WRITTEN PROBLEM 1: In the reactor abstract, how many fuel rods make up the AHWR fuel bundle?
WRITTEN PROBLEM 2: Copy out the stretch of the reactor abstract from "M. P. Sharma, A." through "and Francis Online.".

ARTICLE:
------
M. P. Sharma, A. K. Nayak
Nuclear Science and Engineering | Volume 188 | Number 2 | November 2017 | Pages 175-186
Technical Paper | doi.org/10.1080/00295639.2017.1339539
Articles are hosted by Taylor and Francis Online.
The Advanced Heavy Water Reactor (AHWR) is a vertical pressure tube–type, heavy water–moderated, and boiling light water–cooled natural-circulation–based reactor. The fuel bundle of AHWR contains 54 fuel rods arranged in three concentric rings of 12, 18, and 24 fuel rods. This fuel bundle is divided into a number of imaginary interacting flow passages called subchannels. Transition from a single-phase to a two-phase flow condition occurs in the reactor rod bundle with an increase in power. Predicting the thermal margin of the reactor has necessitated determining the diversion cross flow of coolant among these subchannels under two-phase flow. Thus, it is vital to evaluate cross flow between subchannels of the AHWR rod bundle. In this paper, experiments were carried out to investigate the diversion cross-flow phenomena for single- and two-phase flow in the simulated subchannels of the reactor. The size of the rod and the pitch in the test were the same as that of the actual rod bundle in the prototype. The cross-flow tests were carried out at atmospheric condition without adding heat. In addition, the capability of the existing correlation is also checked to predict the cross-flow resistance coefficient, and it is found that none of these models accurately predict the measured cross-flow resistance coefficient for the AHWR rod bundle. In view of this, a new model applicable to AHWR has been presented that predicts the cross-flow resistance coefficient quite accurately.
------
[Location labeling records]
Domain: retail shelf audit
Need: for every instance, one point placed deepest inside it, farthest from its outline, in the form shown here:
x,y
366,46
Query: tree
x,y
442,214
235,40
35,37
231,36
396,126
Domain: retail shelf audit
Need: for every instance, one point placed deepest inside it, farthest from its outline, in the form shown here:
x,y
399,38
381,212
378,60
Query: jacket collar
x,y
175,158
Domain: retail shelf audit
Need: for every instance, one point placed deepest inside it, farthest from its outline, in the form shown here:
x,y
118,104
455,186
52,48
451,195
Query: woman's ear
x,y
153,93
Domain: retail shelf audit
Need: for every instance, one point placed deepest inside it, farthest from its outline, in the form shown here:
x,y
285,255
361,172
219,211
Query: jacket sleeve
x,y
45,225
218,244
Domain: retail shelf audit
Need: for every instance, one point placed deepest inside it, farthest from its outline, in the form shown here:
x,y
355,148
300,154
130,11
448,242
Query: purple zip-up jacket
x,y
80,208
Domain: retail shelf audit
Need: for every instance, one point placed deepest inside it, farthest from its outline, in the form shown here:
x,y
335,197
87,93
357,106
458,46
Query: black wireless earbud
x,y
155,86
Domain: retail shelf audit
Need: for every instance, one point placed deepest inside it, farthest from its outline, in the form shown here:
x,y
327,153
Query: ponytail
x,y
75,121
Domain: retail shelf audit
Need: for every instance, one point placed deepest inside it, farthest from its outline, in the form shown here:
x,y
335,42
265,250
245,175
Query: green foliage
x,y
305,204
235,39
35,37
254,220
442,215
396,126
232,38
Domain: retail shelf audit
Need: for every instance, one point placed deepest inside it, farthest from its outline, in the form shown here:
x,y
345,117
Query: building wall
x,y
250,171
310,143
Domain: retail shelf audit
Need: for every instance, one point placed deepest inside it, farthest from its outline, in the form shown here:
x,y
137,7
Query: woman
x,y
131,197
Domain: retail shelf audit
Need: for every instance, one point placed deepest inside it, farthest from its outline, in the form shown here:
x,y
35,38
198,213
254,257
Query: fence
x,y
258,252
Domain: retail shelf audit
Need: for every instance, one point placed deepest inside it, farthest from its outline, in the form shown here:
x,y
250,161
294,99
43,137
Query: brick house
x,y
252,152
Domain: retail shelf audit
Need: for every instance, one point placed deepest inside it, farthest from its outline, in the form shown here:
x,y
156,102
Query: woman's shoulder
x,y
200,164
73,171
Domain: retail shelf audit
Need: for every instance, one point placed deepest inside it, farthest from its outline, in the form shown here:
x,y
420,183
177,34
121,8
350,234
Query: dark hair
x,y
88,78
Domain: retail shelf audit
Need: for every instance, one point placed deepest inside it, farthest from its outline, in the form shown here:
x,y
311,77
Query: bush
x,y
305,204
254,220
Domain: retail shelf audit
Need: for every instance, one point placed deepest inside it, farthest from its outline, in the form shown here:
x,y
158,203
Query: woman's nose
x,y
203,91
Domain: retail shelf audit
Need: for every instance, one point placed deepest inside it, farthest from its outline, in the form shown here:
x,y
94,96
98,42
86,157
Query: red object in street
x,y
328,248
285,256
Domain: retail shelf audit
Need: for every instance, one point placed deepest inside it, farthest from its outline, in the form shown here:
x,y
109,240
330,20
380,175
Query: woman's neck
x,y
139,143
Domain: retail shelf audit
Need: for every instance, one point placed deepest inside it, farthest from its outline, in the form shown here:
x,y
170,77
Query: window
------
EXERCISE RESPONSE 1: 54 fuel rods.

EXERCISE RESPONSE 2:
M. P. Sharma, A. K. Nayak
Nuclear Science and Engineering | Volume 188 | Number 2 | November 2017 | Pages 175-186
Technical Paper | doi.org/10.1080/00295639.2017.1339539
Articles are hosted by Taylor and Francis Online.